Directions: In the Star Trek discussion, replace "inspiration" with "encouragement" in the passage between "Is it necessary" and "fundamentally hopeful event.", inclusive, and write that passage out again.

Document text:
I think I've seen you post before about your frustration that there aren't any black/asian relationships in Trek. And that kind of thing is what I'm referring to in my post - when did Trek have to have an example of every possible socially awkward situation in order to be considered progressive?

Novel-based trek has far more female characters in far more powerful positions than the shows ever did. It has several homosexual characters, which the shows never did. It has undertaken the first legitimately comprehensive effort to describe a culture totally distinct from hours as heroic and noble (the IKS Gorkon series), certainly a point in favor of multiculturalism.

I just don't get your complaint. If the books are still catching up to reality, so has Star Trek been since the very very beginning.

Before I fully answer this post, can you explain how a relationship I am in is 'socially awkward'...?

Maybe I'm misunderstanding something here.

You're talking about overcoming societal prejudices, right? Why would it bother you that Trek didn't have an instance of this if it weren't a societal prejudice you were annoyed about?

That's all I meant.
 
Is it necessary for Martin Luther King, Jr. to be alive to be an inspiration?
Nope. But any suggestion that his main worth comes from his death belies the inspiration he could have continued to provide had he not been murdered, yes? I certainly hope that no-one would argue that it was a good thing he was shot, because that way he could provide more inspiration! And I don't think you'll find many who see his death as a fundamentally hopeful event.

And before you get at me, I realize these things are not all equivalent, I'm just coming at this from some other angles because I do think it's all in the eye of the beholder.
Believe it or not, we actually agree. I'm certainly not trying to get at you - it's just in this case, my eye is different than yours. As a young woman who wanted to be a scientist, Janeway was one of my (extremely few) fictional role models. Seeing her effectively violated to death, and seeing people argue that she deserved it, pisses me off no end. To me, that can never be a hopeful story, no matter how many pretty bows are put on it afterwards.

This is a really good point, and a perspective I hadn't thought of.

I don't know, though. Isn't the goal of all of this to have gender, race, etc just not matter at all? It always bugs me to have conversations like this, because I imagine as a writer thinking "seriously? I want to tell this story, I think it'll be incredible, but I can't kill this character off because she's a woman and it might LOOK BAD? Fuck THAT!" You know?
 
I think I've seen you post before about your frustration that there aren't any black/asian relationships in Trek. And that kind of thing is what I'm referring to in my post - when did Trek have to have an example of every possible socially awkward situation in order to be considered progressive?

Novel-based trek has far more female characters in far more powerful positions than the shows ever did. It has several homosexual characters, which the shows never did. It has undertaken the first legitimately comprehensive effort to describe a culture totally distinct from hours as heroic and noble (the IKS Gorkon series), certainly a point in favor of multiculturalism.

I just don't get your complaint. If the books are still catching up to reality, so has Star Trek been since the very very beginning.

Before I fully answer this post, can you explain how a relationship I am in is 'socially awkward'...?

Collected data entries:
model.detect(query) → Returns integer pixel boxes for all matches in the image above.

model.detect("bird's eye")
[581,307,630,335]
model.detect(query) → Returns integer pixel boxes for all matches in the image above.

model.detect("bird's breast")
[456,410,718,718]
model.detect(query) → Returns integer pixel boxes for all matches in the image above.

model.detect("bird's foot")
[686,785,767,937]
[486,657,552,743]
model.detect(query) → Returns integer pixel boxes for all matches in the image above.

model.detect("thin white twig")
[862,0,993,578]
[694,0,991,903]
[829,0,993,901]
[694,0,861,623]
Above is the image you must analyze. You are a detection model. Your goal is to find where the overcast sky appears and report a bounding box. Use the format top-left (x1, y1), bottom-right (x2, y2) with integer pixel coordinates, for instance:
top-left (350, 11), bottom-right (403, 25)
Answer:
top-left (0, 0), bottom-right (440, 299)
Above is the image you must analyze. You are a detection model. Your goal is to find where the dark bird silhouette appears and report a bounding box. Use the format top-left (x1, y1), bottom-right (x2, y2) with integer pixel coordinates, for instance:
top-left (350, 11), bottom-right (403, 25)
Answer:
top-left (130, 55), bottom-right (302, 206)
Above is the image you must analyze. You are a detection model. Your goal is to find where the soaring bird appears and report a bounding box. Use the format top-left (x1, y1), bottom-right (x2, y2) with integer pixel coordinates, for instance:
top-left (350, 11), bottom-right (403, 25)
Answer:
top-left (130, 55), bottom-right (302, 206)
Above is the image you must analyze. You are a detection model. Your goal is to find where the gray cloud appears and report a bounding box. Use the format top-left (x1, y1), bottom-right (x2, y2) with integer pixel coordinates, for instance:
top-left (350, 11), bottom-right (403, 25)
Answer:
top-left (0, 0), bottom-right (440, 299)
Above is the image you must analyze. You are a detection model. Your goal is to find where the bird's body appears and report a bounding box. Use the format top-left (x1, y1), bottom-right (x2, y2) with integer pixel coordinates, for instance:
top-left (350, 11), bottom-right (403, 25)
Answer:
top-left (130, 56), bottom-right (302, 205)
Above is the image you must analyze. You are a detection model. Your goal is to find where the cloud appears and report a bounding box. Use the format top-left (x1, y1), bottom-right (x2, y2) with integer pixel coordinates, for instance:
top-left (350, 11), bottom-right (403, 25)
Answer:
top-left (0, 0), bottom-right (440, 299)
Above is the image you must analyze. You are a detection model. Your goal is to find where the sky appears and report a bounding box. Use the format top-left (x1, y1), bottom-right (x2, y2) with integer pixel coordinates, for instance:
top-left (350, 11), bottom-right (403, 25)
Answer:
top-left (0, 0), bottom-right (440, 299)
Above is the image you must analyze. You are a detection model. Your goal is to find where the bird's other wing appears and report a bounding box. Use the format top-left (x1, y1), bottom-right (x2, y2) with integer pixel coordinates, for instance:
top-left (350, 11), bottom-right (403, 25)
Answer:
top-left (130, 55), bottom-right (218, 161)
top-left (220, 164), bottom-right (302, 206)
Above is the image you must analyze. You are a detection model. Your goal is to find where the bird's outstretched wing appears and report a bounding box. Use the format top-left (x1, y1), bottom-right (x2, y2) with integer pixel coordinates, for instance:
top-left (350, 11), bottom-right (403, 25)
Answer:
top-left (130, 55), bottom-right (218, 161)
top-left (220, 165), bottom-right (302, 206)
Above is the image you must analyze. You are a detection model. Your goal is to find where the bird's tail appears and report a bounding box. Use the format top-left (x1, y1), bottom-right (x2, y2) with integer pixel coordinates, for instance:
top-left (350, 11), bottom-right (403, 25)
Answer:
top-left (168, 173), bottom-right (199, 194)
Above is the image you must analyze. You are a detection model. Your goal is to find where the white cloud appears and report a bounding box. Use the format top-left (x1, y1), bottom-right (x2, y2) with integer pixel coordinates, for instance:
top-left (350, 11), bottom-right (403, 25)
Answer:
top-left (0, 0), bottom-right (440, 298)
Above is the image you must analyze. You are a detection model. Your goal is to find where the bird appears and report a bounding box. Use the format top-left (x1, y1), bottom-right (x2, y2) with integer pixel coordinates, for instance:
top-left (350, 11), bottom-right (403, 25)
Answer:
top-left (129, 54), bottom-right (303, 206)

The answer:
Is it necessary for Martin Luther King, Jr. to be alive to be an encouragement?
Nope. But any suggestion that his main worth comes from his death belies the encouragement he could have continued to provide had he not been murdered, yes? I certainly hope that no-one would argue that it was a good thing he was shot, because that way he could provide more encouragement! And I don't think you'll find many who see his death as a fundamentally hopeful event.